> _GIVEN RECORDS_

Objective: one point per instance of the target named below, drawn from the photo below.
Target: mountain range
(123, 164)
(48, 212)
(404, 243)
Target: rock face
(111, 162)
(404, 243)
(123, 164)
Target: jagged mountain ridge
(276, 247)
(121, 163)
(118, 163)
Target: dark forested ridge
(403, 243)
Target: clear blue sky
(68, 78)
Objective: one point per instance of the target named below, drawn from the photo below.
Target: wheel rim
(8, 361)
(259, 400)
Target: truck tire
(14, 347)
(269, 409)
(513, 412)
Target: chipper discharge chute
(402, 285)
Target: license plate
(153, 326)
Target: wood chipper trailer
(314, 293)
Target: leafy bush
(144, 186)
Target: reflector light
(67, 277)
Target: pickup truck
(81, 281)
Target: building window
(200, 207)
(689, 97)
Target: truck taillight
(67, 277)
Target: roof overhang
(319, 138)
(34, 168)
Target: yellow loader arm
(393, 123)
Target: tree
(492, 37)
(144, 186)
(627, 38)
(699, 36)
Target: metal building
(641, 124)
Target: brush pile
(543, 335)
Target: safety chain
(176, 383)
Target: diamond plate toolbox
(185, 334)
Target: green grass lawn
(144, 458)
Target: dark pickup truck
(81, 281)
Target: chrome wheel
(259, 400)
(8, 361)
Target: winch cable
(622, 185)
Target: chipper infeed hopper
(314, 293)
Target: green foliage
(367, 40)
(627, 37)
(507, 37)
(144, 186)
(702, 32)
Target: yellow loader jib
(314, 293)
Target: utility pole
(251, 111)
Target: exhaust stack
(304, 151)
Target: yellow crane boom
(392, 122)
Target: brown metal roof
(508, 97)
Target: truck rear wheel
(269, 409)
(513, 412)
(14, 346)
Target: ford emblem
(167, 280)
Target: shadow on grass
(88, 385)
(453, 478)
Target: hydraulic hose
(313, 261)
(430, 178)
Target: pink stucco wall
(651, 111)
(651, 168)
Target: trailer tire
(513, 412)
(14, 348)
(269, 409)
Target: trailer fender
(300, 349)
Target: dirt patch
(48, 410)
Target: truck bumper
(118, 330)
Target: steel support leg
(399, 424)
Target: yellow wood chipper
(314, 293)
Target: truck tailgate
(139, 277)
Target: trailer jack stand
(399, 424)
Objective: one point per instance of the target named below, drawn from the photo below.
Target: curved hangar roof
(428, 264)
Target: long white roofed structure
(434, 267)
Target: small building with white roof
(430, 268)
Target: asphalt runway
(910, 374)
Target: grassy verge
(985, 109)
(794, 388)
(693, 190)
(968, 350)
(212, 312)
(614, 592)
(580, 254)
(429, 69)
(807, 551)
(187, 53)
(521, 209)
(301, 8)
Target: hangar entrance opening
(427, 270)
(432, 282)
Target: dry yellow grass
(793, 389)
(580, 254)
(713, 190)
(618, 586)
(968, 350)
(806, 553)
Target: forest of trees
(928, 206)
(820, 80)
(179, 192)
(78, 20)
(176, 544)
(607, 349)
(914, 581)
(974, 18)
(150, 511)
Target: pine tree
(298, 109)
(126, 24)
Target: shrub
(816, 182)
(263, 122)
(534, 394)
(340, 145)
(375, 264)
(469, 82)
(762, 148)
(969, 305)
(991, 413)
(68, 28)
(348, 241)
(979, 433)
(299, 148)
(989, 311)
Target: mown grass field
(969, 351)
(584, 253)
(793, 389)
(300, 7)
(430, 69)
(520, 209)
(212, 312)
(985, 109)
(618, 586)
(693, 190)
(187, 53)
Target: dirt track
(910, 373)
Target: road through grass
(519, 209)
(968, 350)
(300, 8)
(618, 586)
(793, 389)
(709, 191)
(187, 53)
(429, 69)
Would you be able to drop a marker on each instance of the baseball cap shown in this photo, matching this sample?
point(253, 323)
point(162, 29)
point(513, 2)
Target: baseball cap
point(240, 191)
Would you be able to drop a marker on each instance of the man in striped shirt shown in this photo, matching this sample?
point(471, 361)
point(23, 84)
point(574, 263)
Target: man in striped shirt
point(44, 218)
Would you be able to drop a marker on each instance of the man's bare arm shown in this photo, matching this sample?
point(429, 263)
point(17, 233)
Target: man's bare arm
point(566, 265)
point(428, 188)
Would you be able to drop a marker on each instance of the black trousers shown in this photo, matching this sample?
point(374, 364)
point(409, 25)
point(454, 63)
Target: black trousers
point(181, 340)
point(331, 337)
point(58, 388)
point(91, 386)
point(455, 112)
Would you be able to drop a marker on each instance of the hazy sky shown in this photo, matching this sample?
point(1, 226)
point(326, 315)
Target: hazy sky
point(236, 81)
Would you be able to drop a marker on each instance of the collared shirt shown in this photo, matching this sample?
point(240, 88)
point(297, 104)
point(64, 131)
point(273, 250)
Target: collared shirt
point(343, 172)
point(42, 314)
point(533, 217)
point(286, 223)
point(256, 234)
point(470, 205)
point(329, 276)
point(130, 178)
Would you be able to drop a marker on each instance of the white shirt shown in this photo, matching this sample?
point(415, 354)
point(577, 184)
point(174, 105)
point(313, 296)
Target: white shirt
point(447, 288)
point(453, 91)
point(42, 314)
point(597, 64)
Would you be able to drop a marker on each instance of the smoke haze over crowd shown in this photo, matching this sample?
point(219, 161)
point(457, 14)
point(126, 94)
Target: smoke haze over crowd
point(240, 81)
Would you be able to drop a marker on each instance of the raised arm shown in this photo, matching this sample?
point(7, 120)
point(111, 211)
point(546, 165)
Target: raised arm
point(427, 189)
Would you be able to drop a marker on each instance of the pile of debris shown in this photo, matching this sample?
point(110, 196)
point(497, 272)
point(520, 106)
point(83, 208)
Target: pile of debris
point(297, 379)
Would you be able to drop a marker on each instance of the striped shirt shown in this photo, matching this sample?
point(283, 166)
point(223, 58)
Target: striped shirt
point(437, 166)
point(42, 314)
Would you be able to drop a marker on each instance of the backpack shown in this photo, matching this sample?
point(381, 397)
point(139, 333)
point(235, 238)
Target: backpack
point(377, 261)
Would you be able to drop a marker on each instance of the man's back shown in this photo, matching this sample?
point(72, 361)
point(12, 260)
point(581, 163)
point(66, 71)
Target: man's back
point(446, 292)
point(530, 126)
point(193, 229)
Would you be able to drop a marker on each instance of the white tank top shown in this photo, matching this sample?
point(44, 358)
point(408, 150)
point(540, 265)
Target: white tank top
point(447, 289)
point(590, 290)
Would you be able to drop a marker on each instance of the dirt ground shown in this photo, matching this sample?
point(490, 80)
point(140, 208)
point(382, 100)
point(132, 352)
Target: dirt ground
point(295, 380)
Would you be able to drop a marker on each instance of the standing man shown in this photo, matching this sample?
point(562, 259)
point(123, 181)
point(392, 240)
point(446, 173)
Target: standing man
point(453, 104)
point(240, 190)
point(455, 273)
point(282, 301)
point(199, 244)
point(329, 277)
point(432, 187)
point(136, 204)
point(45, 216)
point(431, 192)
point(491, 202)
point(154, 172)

> _TASK TO COMPLETE_
In the entries above, please find the line with "point(497, 272)" and the line with "point(446, 173)", then write out exactly those two lines and every line between them, and nothing more.

> _EXERCISE SOLUTION_
point(497, 272)
point(520, 106)
point(83, 208)
Target: pile of debris
point(297, 379)
Would you be able to drop a marker on each instance of the striped shirt shown in this photo, matching this sample?
point(283, 166)
point(223, 58)
Target: striped shirt
point(437, 166)
point(42, 314)
Would you be able to drop a marker on each instance of the backpack shown in this photo, matching this sample?
point(381, 397)
point(139, 333)
point(235, 238)
Target: backpack
point(377, 261)
Would you be able to drop a marker on each instance of the man's back shown in this photo, matching this sample?
point(72, 361)
point(12, 260)
point(581, 163)
point(66, 71)
Target: man's back
point(446, 292)
point(530, 126)
point(193, 229)
Would you be able to drop a marker on each instance of the white tank top shown in this photo, matching this sample?
point(44, 358)
point(408, 150)
point(540, 265)
Target: white tank top
point(447, 289)
point(590, 290)
Would you be able to drop a marker on each instance of the dirt ground shown in this photo, matching this sample?
point(490, 80)
point(140, 208)
point(382, 100)
point(132, 352)
Target: dirt ground
point(295, 380)
Would you be able to drop a marker on each instance of the standing man shown in this photo, matching this sample?
point(562, 259)
point(123, 181)
point(392, 240)
point(446, 173)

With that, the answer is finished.